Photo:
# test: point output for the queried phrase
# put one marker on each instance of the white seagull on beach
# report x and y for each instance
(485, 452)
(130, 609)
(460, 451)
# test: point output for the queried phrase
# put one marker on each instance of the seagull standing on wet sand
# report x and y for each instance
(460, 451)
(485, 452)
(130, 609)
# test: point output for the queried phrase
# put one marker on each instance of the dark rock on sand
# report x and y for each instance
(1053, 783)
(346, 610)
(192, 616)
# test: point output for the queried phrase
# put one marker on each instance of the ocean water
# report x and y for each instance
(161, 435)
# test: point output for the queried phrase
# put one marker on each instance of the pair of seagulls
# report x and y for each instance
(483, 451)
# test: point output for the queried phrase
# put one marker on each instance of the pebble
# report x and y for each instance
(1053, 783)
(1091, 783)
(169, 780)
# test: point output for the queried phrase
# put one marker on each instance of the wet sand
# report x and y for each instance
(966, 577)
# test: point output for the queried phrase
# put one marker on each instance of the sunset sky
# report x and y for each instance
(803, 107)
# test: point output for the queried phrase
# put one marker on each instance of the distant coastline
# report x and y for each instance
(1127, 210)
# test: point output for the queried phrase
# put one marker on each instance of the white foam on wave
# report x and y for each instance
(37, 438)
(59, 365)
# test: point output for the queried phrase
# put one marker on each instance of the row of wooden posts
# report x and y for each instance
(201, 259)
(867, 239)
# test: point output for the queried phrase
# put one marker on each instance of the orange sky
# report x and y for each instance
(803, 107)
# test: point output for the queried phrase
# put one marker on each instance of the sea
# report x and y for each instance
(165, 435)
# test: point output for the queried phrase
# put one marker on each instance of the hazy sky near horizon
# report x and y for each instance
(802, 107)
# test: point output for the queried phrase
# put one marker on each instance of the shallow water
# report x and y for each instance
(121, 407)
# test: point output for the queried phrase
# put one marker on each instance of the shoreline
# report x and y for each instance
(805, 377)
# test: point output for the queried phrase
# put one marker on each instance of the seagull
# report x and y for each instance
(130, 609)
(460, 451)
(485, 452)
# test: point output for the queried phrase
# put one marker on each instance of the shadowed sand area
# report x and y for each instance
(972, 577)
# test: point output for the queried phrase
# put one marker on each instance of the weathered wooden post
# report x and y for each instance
* * *
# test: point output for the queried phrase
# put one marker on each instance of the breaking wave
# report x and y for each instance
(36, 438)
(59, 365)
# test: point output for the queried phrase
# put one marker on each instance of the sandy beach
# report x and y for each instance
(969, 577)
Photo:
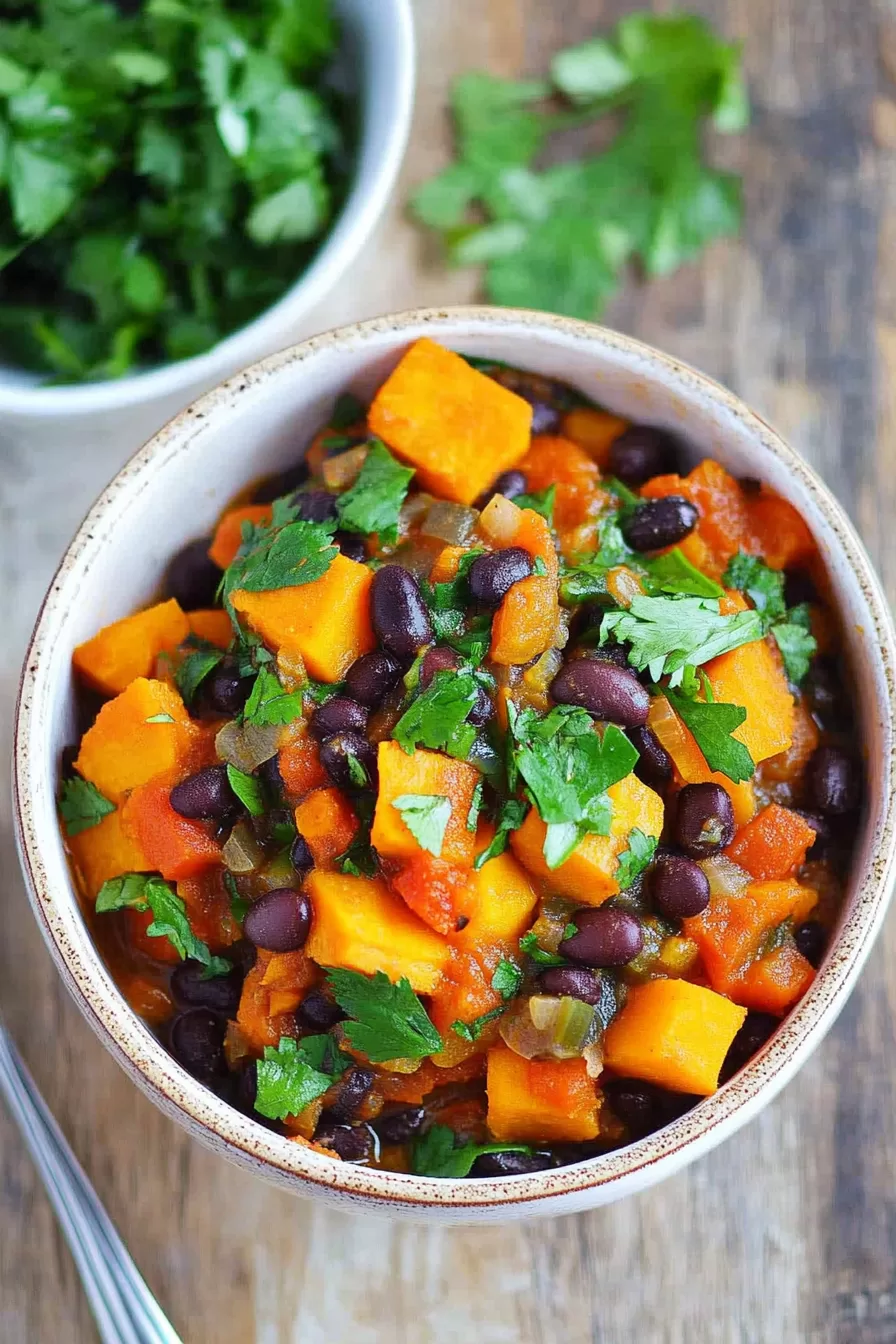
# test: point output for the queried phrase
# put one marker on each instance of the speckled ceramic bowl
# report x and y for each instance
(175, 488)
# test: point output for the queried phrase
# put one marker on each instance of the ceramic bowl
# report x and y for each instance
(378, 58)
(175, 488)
* * *
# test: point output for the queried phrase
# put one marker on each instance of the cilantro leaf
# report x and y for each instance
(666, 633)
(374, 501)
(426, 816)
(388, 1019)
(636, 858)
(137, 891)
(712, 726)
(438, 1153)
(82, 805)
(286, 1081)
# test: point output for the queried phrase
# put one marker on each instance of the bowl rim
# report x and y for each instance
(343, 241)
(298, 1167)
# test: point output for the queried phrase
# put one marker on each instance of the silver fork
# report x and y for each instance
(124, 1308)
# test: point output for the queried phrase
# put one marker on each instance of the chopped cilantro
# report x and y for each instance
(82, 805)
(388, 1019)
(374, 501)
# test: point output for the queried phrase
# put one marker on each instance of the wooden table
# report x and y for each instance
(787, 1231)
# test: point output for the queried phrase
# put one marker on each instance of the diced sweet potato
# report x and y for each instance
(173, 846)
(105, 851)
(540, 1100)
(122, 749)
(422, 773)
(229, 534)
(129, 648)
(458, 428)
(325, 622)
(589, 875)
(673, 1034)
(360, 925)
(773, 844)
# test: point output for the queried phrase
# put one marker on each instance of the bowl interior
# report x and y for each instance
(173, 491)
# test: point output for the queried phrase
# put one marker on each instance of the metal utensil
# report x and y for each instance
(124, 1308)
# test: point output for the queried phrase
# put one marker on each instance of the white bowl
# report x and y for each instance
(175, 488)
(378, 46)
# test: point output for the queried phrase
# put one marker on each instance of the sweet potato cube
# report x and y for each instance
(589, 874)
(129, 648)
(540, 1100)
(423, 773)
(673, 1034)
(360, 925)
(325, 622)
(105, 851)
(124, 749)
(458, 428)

— Goal —
Extract each line from the records above that contains the string "cilantro". The match is case-sensitive.

— Solution for this problem —
# put one marker on each instance of the cilantro leaf
# put one marker on each instance of the chopped cilantro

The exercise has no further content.